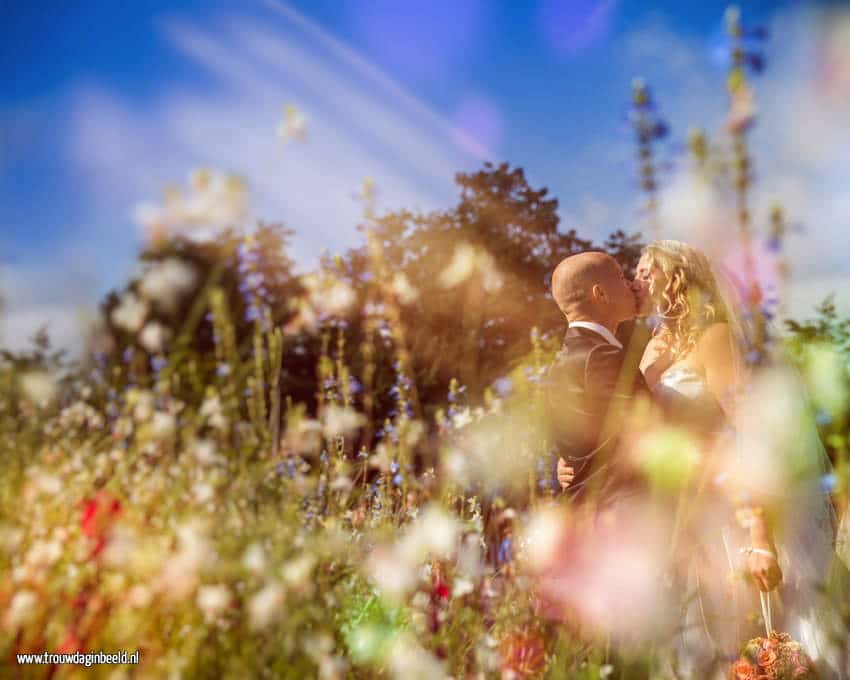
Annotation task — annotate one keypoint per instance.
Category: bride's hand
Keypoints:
(764, 569)
(566, 474)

__TASK BRIEF__
Return every item above word for word, leaving out the pictures.

__TASK RESULT__
Annotation task — annotate one keypoint per instance.
Category: bride's hand
Keypoints:
(764, 569)
(566, 474)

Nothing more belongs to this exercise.